■ **Instructions to follow**: Give back every record verbatim, but not the pictures.

--

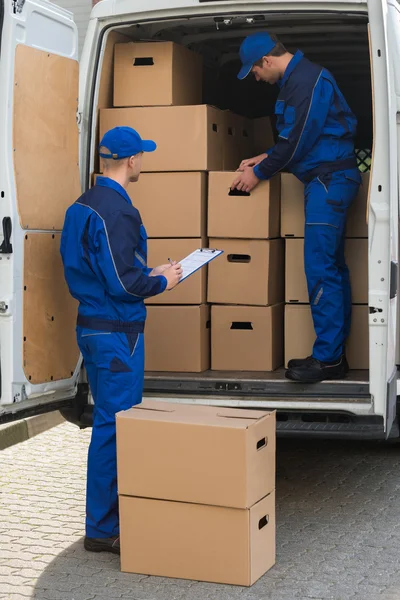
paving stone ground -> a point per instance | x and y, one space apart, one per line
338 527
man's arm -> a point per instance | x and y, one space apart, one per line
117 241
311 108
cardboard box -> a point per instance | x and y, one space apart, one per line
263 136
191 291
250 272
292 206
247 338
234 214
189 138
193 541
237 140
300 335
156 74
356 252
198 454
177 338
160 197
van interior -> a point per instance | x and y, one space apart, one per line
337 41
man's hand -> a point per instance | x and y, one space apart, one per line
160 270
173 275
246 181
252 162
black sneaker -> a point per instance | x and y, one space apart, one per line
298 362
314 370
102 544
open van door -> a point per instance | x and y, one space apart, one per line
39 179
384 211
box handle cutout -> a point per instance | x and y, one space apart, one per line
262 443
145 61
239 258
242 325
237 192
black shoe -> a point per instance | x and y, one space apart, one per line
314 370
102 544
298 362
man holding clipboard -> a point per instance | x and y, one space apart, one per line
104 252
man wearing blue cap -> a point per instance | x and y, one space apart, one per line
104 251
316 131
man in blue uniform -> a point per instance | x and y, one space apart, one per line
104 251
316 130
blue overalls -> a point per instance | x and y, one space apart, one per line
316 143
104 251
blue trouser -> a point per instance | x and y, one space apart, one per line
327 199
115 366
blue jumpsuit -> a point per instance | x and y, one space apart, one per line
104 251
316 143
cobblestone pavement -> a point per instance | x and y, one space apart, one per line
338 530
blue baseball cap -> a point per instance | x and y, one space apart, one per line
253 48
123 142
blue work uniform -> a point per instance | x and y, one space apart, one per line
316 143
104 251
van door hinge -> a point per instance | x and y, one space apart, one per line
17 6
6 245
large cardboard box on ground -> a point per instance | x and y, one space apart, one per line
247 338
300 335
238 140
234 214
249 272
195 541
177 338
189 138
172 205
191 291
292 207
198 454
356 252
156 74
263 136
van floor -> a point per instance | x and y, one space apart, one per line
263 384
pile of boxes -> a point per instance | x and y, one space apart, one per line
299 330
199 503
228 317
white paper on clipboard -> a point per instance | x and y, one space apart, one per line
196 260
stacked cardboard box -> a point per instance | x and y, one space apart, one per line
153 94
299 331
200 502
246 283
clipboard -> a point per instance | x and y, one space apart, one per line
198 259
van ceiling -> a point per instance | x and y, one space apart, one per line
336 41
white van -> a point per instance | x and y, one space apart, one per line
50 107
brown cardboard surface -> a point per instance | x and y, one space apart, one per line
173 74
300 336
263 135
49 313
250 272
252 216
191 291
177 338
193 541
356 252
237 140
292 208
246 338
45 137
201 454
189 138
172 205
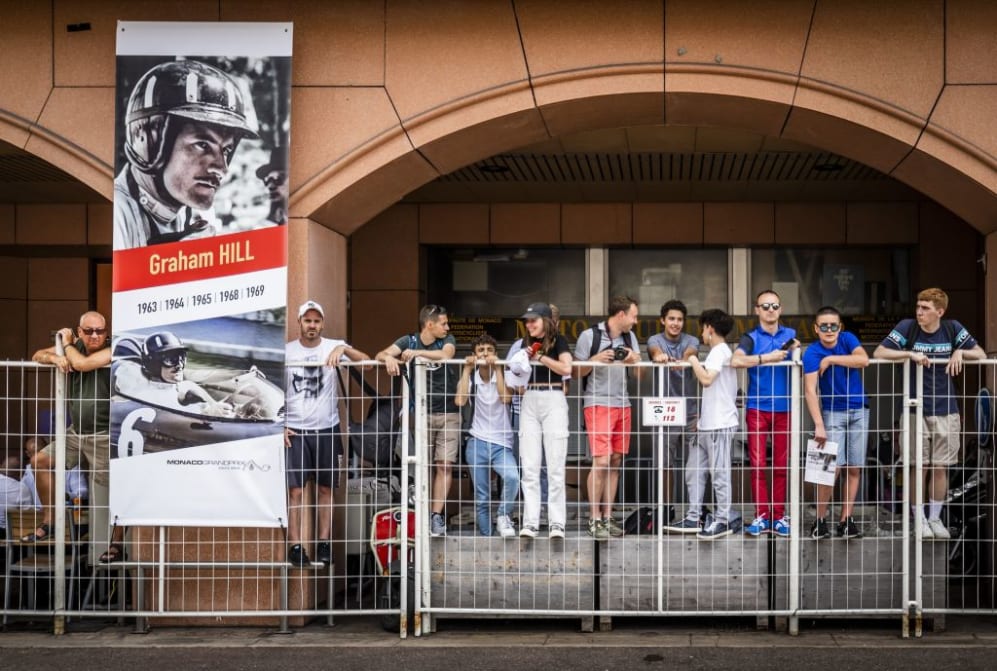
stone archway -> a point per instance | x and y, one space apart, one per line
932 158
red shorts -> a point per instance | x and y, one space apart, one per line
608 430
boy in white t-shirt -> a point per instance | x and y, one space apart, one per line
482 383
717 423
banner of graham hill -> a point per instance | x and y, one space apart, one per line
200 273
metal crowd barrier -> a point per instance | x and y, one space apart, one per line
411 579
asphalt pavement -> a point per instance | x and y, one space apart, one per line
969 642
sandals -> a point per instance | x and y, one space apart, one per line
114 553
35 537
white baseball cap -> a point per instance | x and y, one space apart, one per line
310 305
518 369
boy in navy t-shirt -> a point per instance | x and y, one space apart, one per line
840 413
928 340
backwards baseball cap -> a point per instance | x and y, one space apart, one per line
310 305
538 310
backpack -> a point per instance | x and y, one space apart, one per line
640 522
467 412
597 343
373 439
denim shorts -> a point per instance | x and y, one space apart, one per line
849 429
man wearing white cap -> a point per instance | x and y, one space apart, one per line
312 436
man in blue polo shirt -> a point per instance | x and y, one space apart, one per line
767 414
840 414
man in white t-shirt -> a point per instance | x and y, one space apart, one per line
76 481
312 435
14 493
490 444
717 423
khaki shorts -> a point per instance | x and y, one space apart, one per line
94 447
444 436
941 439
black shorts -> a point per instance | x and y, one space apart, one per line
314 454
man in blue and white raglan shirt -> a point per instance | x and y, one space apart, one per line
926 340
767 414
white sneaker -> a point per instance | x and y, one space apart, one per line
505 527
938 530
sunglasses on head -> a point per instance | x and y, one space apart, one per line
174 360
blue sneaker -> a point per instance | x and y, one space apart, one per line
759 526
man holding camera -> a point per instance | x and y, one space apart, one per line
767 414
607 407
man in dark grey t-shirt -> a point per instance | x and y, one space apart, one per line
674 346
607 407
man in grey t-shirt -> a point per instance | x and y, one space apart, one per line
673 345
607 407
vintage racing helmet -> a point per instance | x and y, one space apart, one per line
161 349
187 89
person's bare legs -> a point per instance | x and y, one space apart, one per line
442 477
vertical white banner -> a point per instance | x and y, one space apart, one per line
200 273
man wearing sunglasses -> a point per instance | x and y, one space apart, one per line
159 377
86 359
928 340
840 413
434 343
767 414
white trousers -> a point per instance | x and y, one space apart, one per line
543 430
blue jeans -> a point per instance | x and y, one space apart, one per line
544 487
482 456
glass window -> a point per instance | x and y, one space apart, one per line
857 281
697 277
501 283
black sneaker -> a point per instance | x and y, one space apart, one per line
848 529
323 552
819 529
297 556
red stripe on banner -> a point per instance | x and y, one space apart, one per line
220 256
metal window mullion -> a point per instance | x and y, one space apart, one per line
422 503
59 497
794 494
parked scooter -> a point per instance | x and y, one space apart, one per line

--

■ **Solved exercise**:
paving stone ground -> a point per instance | x and y, one space apart, one per line
338 527
man's arm -> a point per instance | x and y, one space apart, one per line
117 241
311 108
cardboard box -> a point per instance | x and y, one space apart, one per line
263 136
191 291
250 272
292 206
247 338
234 214
189 138
193 541
237 140
300 335
156 74
356 252
198 454
177 338
160 197
van interior -> a point per instance | x and y, one space apart, one per line
337 41
man's hand -> a point per instance | x and y, one space apart, one per line
160 270
173 275
246 181
252 162
black sneaker -> a point per instance | x and y, one space apart, one per line
298 362
314 370
102 544
open van door -> a point per instance | x and y, one space apart, one per line
39 179
384 211
box handle cutout -> a point per instance | x and y, one space apart, one per line
262 443
145 61
239 258
242 325
237 192
black shoe -> a point per instance | x and y, one space apart, one per line
314 370
102 544
298 362
man holding clipboard -> a point per instance | x and y, one space apart, one per line
104 252
man wearing blue cap -> a point per instance | x and y, one space apart, one per line
104 251
316 131
man in blue uniform -> a point per instance | x and y, one space apart, one per line
104 251
316 130
blue overalls -> a point per instance | x and y, one space apart, one per line
316 143
104 251
blue trouser -> a point per instance | x and y, one space apart, one per line
327 199
115 366
blue jumpsuit -> a point per instance | x and y, one space apart, one per line
104 251
316 143
cobblestone pavement -> a point per instance | x and y, one space apart, one per line
338 530
blue baseball cap -> a point per instance | x and y, one space apart, one per line
253 48
123 142
blue work uniform -> a point per instance | x and y, one space apart, one per line
316 143
104 251
van door hinge -> a point per instance | x and y, one space apart, one per line
17 6
6 245
large cardboard box on ground -> a point per instance | x and y, one space apart, one per line
247 338
300 335
238 140
234 214
249 272
195 541
177 338
189 138
172 205
191 291
292 207
198 454
356 252
156 74
263 136
van floor -> a point per instance | x and y, one space apart, one per line
263 384
pile of boxes -> a point per instance | x and y, one space apart, one per line
299 330
199 503
228 317
white paper on clipboard -> a point per instance | x and y, one space apart, one per line
196 260
stacked cardboard box -> a point per instance | x and y, one space apart, one per line
153 94
299 331
200 502
246 283
clipboard -> a point per instance | x and y, one space apart, one per line
198 259
van ceiling -> a point per instance | x and y, one space apart, one per line
336 41
white van -> a point per instance | x and y, one space apart, one per line
50 107
brown cardboard surface -> a point per instance | x and y, one space apart, one per line
173 74
300 336
263 135
49 313
250 272
252 216
191 291
177 338
193 541
356 252
237 140
292 208
246 338
45 137
201 454
189 138
172 205
stone archway -> a point per instance | x and y, one space apart, one per line
932 158
red shorts -> a point per instance | x and y, one space apart, one per line
608 430
boy in white t-shirt -> a point per instance | x and y, one space apart, one per line
482 383
717 423
banner of graham hill -> a point per instance | x and y, one space apart, one per line
200 273
metal crowd barrier -> a point per instance | x and y, one space apart, one per line
411 579
asphalt pavement -> a point per instance | x and y, one space apart, one per line
969 642
sandals -> a point per instance | x and y, one space apart, one per line
114 553
35 537
white baseball cap -> a point per instance | x and y, one space apart, one per line
310 305
518 369
boy in navy t-shirt -> a point per instance | x and y, one space apart, one per line
840 413
928 340
backwards baseball cap -> a point per instance | x and y, one space apart, one per line
310 305
538 310
backpack -> a point per instance | x and y, one space apart, one per line
640 522
467 412
597 343
373 439
denim shorts -> a point per instance | x and y, one space apart, one per line
849 429
man wearing white cap -> a point per instance | x and y, one space apart, one per line
312 436
man in blue polo shirt -> a point per instance | x and y, one space apart, one per line
767 414
840 414
man in white t-shirt -> a point per instance | x and y, one space apart, one per line
76 481
312 435
14 493
490 444
717 423
khaki shorts -> a point per instance | x and y, one space apart, one per line
94 447
444 436
941 439
black shorts -> a point per instance | x and y, one space apart, one per line
314 454
man in blue and white raglan shirt -> a point per instance | x and y, one space apart, one per line
926 340
767 414
white sneaker -> a point per instance | x and y, one space apart, one per line
505 527
938 530
sunglasses on head -> a point per instance | x and y, one space apart, one per line
174 360
blue sneaker -> a point per instance | x and y, one space apart, one per line
759 526
man holding camera -> a point per instance | x and y, one space apart, one per line
767 414
607 407
man in dark grey t-shirt -> a point per instance | x and y, one space apart, one per line
674 346
607 407
man in grey t-shirt -> a point per instance | x and y, one space apart, one per line
673 345
607 407
vintage racing helmet -> a point per instance | x and y, one space apart, one per line
161 349
187 89
person's bare legs -> a point per instance | x and y, one space apart, one per line
442 477
vertical white banner -> a point per instance | x and y, one space apart, one per line
200 273
man wearing sunglasses -> a point per instance | x and y, one space apart, one per line
159 377
86 359
928 340
840 413
434 343
767 414
white trousers -> a point per instance | x and y, one space apart, one per line
543 430
blue jeans -> a point per instance | x and y, one space apart, one per line
544 487
482 456
glass window -> a point per instance | x and y, one space apart, one per line
857 281
697 277
501 283
black sneaker -> a point per instance | x and y, one space apart, one per line
848 529
323 552
819 529
297 556
red stripe on banner -> a point per instance | x and y, one space apart, one per line
220 256
metal window mullion -> a point per instance | x and y, one space apart, one per line
422 503
59 497
794 494
parked scooter -> a point per instance | x and y, one space apart, one per line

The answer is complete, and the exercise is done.